[Assigned task] Please retype the passage from the article on fruits as sweet treats, from "5 Fruits that" up to and including "naturally sweet treat.", word for word.

[[ Document extract open ]]

For more information, contact us today at Next Level Fitness

Healthier Options to Satisfy the Sweet Tooth

Healthier Options to Satisfy the Sweet Tooth


5 Fruits that Make a Delicious Sweet Treat 

Today’s urban diet consists of significant portions of processed foods. These foods contain added sugar and saturated fat, which contribute to the skyrocketing levels of diabetes (2 out of every 5 Americans are predicted to develop type two diabetes) and other diet-related diseases. For people who want to adopt a healthier diet, low-fat, healthy fruits rich in natural sugars are a good option. Here are a few examples:

1. Pineapple

Arguably one of the more famous fruits, pineapple is a nutritionally abundant fruit that doubles as a natural sugar due to its sweetness. Not only is it a high-fiber fruit, but it also contains vitamin C and thiamin which boosts energy production. Grab a pineapple when you’re thirsty and need a naturally sweet treat.

2. Mango

Whenever you desire something sweet, this succulent, high-fiber fruit might just be the thing you need. It contains pectin and vitamin C which together with its high-fiber content help to reduce the amount of Low-Density Lipoprotein, lowering your cholesterol level and making it a go-to low-fat sweet treat full of natural sugar. The vitamin A that is present in it help’s combat night blindness and dry eyes as well.

[[ Document extract closed ]]
[[ Given data open ]]

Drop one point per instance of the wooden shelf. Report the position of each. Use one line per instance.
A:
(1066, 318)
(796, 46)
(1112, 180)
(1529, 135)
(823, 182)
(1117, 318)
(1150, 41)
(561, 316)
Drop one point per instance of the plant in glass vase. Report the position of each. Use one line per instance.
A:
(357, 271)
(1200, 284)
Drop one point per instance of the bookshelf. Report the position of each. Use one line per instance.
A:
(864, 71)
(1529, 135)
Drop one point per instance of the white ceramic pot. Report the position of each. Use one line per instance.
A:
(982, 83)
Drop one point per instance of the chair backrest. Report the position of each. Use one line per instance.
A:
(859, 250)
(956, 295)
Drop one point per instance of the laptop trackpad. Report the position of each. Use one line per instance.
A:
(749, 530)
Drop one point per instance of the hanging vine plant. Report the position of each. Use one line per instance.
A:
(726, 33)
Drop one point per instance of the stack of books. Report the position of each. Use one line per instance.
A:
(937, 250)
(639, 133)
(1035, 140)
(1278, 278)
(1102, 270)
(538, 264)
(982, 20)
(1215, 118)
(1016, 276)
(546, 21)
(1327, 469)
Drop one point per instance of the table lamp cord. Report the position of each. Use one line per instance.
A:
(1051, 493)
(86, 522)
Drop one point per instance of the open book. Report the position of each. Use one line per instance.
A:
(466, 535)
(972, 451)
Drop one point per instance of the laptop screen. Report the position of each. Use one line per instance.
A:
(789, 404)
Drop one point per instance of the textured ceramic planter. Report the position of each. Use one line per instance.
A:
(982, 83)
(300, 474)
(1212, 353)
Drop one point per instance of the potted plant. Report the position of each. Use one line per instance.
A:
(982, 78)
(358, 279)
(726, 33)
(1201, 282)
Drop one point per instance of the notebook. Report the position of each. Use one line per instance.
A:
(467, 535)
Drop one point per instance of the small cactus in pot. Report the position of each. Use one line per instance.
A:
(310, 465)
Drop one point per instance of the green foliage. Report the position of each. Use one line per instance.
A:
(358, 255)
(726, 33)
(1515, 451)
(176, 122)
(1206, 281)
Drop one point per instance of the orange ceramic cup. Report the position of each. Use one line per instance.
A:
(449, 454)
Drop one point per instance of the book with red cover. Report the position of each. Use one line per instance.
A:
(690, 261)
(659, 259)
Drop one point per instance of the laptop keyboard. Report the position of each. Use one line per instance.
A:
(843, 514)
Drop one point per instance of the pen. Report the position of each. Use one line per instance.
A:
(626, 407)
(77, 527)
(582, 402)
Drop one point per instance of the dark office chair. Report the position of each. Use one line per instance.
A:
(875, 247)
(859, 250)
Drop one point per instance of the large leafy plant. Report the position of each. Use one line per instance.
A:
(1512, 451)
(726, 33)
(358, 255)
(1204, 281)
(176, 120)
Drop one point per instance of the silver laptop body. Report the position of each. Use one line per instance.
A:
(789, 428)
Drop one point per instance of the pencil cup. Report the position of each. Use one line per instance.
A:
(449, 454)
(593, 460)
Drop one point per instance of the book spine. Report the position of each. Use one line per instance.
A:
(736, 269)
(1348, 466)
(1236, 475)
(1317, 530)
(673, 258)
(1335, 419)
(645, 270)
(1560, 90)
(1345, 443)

[[ Given data closed ]]

[Reply]
5 Fruits that Make a Delicious Sweet Treat 

Today’s urban diet consists of significant portions of processed foods. These foods contain added sugar and saturated fat, which contribute to the skyrocketing levels of diabetes (2 out of every 5 Americans are predicted to develop type two diabetes) and other diet-related diseases. For people who want to adopt a healthier diet, low-fat, healthy fruits rich in natural sugars are a good option. Here are a few examples:

1. Pineapple

Arguably one of the more famous fruits, pineapple is a nutritionally abundant fruit that doubles as a natural sugar due to its sweetness. Not only is it a high-fiber fruit, but it also contains vitamin C and thiamin which boosts energy production. Grab a pineapple when you’re thirsty and need a naturally sweet treat.